In the records below, find the line containing "Target: blue sky"; copy exactly that line and all lines after it to the end, and nothing else.

• • • •

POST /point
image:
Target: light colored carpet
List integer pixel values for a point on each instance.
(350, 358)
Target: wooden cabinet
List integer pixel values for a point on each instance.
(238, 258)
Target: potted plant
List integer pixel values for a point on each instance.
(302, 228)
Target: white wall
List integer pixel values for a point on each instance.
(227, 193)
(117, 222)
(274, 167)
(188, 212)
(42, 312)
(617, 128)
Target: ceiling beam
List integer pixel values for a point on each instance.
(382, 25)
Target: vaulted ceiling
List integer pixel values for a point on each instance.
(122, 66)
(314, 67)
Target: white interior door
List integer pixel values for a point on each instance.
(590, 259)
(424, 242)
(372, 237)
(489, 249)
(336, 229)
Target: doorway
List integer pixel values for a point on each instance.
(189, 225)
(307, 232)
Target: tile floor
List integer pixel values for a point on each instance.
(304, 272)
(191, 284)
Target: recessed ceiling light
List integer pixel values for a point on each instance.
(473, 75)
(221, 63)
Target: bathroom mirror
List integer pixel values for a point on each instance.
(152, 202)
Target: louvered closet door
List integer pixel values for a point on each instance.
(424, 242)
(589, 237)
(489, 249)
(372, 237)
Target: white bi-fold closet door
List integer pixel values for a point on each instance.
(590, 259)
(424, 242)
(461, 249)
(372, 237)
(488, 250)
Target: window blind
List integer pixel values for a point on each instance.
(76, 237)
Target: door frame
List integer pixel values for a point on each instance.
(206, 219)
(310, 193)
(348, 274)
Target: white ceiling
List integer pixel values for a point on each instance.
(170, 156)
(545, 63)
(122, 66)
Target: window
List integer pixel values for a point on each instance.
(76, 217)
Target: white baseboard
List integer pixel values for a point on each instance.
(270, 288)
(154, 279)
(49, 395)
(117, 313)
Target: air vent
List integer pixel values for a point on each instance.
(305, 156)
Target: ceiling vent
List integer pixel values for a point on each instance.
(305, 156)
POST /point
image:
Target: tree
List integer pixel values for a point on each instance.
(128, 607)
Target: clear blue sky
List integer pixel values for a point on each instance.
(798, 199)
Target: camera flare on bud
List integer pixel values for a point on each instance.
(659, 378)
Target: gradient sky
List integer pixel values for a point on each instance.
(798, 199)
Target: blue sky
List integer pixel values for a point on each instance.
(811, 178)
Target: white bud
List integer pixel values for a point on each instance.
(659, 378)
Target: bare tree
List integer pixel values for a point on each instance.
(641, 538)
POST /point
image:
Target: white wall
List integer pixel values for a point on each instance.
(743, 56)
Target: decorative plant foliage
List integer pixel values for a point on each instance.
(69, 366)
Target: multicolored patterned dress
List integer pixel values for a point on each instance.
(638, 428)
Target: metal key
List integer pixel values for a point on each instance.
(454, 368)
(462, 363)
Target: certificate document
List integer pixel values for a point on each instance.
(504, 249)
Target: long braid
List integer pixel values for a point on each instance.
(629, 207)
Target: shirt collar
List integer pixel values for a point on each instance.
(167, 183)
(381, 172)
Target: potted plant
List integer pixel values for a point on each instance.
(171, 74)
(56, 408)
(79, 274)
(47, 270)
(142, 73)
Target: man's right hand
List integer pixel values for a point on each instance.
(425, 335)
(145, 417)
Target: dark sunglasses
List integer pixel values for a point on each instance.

• • • •

Final result:
Target: blue sky
List integer pixel values for a point on each instance.
(811, 178)
Target: white bud
List integer pixel values for a point on each instance.
(659, 378)
Target: bare tree
List integer pixel values for a point on each instance.
(641, 538)
POST /point
image:
Target: white wall
List integer pixel values for a point on each instance.
(743, 56)
Target: decorative plant foliage
List integer pixel values for a point on each instance.
(69, 366)
Target: multicolored patterned dress
List integer pixel values for a point on each instance.
(638, 428)
Target: metal key
List integer pixel values for a point on each instance.
(454, 368)
(462, 363)
Target: certificate document
List integer pixel values for a point on each instance.
(504, 249)
Target: long braid
List integer pixel values for a point on each instance.
(629, 207)
Target: shirt collar
List integer pixel values for a point on each instance.
(167, 183)
(381, 172)
Target: potted plant
List integer pixel values for a point on each instance.
(171, 74)
(56, 408)
(79, 274)
(47, 270)
(142, 73)
Target: man's right hand
List integer pixel values for a point on each instance.
(425, 335)
(145, 417)
Target: dark sunglasses
List integer pixel values for a point on each instance.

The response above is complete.